[Rows from a dataset]
+++

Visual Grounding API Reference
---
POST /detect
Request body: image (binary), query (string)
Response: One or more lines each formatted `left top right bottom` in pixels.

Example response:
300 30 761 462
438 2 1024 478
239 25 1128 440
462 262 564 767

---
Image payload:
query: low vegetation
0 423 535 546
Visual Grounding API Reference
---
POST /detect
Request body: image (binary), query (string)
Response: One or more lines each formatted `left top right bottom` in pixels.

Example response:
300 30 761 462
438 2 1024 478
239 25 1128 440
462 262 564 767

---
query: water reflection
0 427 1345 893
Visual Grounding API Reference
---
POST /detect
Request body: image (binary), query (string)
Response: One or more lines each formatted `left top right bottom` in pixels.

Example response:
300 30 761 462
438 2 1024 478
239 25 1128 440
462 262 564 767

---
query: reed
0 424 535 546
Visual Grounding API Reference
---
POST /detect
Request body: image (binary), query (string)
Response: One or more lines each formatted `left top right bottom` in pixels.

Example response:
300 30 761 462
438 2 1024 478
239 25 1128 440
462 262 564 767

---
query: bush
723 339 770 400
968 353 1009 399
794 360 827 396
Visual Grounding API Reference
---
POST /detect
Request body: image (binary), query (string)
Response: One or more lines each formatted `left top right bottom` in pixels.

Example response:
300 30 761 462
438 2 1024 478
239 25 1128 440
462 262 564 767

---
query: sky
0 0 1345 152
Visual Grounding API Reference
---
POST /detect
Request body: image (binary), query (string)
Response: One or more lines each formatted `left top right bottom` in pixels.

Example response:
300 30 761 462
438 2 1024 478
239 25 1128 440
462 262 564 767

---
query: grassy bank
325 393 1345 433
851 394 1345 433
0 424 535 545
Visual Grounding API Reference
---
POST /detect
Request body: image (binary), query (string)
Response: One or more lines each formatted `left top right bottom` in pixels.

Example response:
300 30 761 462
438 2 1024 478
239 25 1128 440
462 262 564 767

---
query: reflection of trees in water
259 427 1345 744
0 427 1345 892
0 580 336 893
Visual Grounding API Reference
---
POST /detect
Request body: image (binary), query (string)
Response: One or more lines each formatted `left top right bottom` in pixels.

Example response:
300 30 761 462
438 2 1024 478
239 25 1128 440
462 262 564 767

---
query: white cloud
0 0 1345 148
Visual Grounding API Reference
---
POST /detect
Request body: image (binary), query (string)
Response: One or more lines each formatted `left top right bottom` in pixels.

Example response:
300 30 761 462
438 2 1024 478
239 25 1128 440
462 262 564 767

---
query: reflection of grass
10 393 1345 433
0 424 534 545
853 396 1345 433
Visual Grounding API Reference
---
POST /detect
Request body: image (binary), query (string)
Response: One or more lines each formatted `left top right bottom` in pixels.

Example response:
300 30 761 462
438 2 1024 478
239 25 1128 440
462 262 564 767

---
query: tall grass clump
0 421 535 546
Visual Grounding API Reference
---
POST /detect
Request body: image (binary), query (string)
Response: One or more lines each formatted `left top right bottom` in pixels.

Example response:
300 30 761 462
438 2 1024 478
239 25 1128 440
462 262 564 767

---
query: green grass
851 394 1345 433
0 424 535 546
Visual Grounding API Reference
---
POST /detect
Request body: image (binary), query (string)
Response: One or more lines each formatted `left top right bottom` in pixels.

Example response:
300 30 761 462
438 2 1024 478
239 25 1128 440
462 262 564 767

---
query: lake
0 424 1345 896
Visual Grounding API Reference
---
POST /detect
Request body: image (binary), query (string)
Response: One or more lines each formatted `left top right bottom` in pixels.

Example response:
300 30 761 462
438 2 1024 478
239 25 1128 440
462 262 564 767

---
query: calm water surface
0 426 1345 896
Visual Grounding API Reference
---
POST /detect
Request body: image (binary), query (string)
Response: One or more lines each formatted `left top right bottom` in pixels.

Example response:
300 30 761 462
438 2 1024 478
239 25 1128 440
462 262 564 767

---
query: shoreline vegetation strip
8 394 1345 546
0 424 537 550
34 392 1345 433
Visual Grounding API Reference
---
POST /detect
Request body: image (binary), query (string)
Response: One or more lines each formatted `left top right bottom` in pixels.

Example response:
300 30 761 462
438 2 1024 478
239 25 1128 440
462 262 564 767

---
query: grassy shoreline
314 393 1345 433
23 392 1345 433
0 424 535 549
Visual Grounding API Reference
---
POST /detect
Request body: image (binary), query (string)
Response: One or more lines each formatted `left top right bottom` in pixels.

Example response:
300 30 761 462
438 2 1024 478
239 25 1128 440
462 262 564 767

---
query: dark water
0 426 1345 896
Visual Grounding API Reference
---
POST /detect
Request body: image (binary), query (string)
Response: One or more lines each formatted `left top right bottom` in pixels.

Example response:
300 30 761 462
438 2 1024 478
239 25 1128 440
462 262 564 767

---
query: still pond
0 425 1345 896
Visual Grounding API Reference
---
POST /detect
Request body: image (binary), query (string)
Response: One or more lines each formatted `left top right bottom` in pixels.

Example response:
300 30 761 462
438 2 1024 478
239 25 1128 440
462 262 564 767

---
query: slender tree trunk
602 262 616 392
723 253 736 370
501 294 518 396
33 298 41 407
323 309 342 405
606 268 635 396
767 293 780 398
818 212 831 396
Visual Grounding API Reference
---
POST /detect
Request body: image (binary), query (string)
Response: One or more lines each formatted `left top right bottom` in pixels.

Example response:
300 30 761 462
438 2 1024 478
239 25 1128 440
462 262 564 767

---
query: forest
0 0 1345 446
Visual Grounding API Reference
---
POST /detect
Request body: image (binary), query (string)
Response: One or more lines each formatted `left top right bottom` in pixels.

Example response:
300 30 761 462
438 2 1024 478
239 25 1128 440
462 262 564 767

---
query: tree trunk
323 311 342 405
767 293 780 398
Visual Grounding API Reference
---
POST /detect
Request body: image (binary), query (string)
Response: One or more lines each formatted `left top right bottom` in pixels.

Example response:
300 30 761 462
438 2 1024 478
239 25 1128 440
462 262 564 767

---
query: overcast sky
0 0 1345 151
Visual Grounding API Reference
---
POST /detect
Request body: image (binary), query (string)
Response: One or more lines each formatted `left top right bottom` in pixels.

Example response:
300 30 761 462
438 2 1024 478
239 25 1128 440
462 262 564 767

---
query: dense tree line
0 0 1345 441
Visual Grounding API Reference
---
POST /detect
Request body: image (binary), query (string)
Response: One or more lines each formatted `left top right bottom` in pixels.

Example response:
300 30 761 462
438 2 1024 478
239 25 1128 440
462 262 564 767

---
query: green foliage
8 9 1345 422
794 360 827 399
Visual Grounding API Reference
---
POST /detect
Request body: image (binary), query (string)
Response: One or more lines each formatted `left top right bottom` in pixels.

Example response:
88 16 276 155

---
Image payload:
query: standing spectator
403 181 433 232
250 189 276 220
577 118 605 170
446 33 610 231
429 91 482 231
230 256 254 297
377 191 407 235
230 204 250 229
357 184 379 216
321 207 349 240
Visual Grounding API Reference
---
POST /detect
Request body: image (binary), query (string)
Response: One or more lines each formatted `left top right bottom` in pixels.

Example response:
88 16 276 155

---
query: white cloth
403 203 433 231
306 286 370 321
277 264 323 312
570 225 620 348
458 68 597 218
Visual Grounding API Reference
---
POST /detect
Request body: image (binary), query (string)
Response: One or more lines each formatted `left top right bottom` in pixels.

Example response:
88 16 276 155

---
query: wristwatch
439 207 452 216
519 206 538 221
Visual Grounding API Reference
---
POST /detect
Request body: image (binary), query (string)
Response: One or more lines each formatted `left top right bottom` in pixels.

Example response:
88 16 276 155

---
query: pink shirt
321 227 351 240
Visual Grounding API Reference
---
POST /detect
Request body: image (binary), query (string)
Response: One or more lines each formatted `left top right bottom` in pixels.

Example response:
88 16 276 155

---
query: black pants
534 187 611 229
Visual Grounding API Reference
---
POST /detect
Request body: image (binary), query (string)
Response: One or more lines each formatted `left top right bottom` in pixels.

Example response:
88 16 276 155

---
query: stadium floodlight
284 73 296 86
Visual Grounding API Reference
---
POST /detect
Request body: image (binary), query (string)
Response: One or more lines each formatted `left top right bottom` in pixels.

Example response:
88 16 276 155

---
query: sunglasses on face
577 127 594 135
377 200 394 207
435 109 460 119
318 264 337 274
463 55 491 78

+++

## GOAL:
Copy the material from its start through the line containing "0 423 535 546", with "vegetation" replaced by "greenery" and nothing else changed.

## ANSWER:
Visual Grounding API Reference
---
POST /detect
Request body: image (binary), query (string)
Response: One or more lines each formatted `left top right bottom` in pixels.

Example response:
300 30 761 462
438 2 1024 478
239 25 1128 440
462 262 564 767

---
Image payload:
query: low greenery
0 423 535 546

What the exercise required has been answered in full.